Sick And Sin: The Allure Of Lace

Published on July 30th, 2011 in: Feminism, Issues, My Dream Is On The Screen, Teh Sex, TV |

By Less Lee Moore

lace title screen

“Incidentally, which one of you bitches is my mother?” has become an iconic piece of television history, especially to anyone who grew up in the 1980s. This infamous line of dialogue—spat, rather than spoken, by Phoebe Cates—from the 1984 TV miniseries Lace, is hardly the most ridiculous thing that takes place during one of the most notorious television miniseries.

The heyday of the miniseries was the 1970s and 1980s, with the most famous example in the genre, 1977’s Roots, remaining one of the most culturally significant as well as lengthy. However, at eight episodes, it’s still shorter than 1981’s British production of Brideshead Revisited, which spanned eleven episodes. By the mid-eighties, the miniseries was usually down to four episodes (The Thorn Birds), or in the case of Lace, a mere two parts.

□ □ □ □ □

(PROBLEMS TO WORK ON)
a – Name every television miniseries that the article about Lace mentions by title.
b – Carry on the article about the miniseries Lace, starting after its final sentence.
The lines that follow have no connection to the article about the miniseries Lace.

□ □ □ □ □

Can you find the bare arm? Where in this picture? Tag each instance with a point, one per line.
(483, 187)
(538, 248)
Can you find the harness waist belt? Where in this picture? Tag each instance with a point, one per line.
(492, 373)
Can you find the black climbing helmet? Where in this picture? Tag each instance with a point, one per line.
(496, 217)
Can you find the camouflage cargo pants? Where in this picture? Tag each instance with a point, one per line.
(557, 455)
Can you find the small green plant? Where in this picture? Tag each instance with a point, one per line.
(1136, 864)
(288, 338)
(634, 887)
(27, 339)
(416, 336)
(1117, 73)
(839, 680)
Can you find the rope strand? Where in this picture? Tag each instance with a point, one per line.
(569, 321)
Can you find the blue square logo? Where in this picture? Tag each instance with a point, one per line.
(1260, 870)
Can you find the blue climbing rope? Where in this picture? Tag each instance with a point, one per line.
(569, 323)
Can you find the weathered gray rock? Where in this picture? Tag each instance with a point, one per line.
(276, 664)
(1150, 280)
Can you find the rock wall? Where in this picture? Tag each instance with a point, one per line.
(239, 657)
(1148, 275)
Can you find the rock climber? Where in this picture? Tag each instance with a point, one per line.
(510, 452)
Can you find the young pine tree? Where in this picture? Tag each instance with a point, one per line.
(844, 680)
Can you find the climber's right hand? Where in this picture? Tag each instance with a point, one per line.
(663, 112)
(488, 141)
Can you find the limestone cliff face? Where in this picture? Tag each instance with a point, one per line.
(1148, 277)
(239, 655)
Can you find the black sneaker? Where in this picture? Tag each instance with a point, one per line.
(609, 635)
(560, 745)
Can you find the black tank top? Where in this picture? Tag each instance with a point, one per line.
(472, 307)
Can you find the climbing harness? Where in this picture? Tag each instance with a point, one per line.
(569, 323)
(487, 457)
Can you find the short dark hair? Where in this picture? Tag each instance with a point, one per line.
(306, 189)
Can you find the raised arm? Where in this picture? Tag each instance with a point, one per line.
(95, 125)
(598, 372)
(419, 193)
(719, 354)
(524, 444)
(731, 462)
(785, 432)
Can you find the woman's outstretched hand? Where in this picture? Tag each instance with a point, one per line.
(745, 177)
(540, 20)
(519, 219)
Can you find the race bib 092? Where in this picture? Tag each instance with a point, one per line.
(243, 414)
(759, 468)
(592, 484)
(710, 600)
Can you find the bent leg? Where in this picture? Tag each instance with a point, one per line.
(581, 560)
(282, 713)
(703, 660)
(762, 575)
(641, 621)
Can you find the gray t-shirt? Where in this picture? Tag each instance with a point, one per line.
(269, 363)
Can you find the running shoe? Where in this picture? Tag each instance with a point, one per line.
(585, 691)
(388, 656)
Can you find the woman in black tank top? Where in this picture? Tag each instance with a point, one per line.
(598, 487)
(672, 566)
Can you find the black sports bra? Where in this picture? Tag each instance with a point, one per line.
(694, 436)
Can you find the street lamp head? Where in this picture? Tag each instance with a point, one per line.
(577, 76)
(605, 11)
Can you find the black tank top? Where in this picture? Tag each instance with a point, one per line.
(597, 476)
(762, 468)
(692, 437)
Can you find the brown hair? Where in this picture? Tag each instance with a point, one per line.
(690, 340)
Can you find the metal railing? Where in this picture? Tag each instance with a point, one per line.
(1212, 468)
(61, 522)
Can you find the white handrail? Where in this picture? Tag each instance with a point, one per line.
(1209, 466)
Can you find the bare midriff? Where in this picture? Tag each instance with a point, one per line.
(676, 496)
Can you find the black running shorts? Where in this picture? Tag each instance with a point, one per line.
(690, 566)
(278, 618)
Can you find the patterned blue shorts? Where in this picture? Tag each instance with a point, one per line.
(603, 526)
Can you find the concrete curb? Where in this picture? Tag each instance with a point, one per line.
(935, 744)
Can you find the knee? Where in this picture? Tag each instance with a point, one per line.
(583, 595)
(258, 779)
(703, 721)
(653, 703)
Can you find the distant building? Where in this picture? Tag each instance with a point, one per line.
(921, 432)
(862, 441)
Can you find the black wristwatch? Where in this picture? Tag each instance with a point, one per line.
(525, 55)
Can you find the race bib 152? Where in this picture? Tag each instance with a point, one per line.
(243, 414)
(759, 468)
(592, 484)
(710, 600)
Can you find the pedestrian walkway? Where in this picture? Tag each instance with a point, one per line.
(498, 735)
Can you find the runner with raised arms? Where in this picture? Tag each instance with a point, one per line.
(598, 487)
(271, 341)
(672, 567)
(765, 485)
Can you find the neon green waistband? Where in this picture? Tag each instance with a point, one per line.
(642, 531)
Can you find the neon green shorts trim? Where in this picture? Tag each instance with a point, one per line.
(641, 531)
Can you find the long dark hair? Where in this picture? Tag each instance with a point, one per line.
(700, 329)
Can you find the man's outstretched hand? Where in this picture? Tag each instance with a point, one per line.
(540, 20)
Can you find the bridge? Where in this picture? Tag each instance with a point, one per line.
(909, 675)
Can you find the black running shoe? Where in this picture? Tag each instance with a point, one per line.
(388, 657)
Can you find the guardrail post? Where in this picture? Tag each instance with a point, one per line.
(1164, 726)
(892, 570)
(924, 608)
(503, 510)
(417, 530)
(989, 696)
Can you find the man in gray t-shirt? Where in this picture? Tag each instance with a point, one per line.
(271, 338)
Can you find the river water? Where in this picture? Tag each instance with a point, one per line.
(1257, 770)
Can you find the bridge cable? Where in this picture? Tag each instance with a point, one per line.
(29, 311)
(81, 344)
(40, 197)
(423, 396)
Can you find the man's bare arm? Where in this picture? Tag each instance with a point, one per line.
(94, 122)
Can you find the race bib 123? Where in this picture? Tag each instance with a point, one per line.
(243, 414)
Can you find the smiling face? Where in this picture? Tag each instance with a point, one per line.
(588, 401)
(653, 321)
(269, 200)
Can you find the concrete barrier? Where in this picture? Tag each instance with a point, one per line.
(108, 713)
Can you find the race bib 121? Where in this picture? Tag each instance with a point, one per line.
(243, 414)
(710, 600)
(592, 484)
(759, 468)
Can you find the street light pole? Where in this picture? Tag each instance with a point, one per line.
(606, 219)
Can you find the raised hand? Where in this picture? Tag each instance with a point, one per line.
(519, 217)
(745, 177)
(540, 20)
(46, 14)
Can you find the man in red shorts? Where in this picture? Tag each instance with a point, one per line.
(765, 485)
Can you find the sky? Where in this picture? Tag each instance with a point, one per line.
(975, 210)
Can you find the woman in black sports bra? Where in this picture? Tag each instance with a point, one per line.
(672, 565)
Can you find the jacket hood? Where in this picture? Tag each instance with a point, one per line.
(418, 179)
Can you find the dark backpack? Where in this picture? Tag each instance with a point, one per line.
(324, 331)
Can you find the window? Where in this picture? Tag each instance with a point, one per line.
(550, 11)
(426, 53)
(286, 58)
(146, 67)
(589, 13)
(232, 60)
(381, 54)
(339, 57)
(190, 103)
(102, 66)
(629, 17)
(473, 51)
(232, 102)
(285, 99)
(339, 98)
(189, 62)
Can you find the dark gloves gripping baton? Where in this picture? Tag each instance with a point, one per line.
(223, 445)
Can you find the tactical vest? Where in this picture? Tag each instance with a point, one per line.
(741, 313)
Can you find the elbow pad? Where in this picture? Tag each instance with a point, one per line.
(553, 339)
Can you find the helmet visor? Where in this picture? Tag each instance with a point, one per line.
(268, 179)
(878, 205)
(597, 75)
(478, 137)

□ □ □ □ □

(EXPECTED RESULTS)
a – Lace, Roots, Brideshead Revisited, The Thorn Birds

b –
That’s hardly a series, even by today’s cable television series standards, like The Sopranos, Mad Men, Breaking Bad, or even The Walking Dead. Fear not, however, there is plenty packed into Lace‘s 240 minutes. By this point in time, the miniseries had become increasingly more salacious (remember 1983’s Princess Daisy?) and Lace was no exception.

three musketeers
From left to right: Judy (Bess Armstrong),
Maxine (Arielle Dombasle), Pagan (Brooke Adams)

Lace has a fairly simple, if far-fetched plot: Three boarding school chums lose their virginity with three different men. One gets pregnant, but all “share” the burden of the pregnancy by refusing to admit which one of them is actually pregnant. They also decide to send the baby off to foster parents until one of them is “on her feet” (interesting choice of words) and financially able to support the child. After an “accident” kills the foster parents, the female child is presumed dead but as it turns out, she is not. Twenty-four years have passed since her ignominious birth and she is now “Lili” No-Last-Name, international movie star. Bitter despite her success, she seeks revenge on the mother who abandoned her but can only discern that there are three candidates. The viewers, ever on the edges of our seats, do not even learn the true mother’s identity until the very end.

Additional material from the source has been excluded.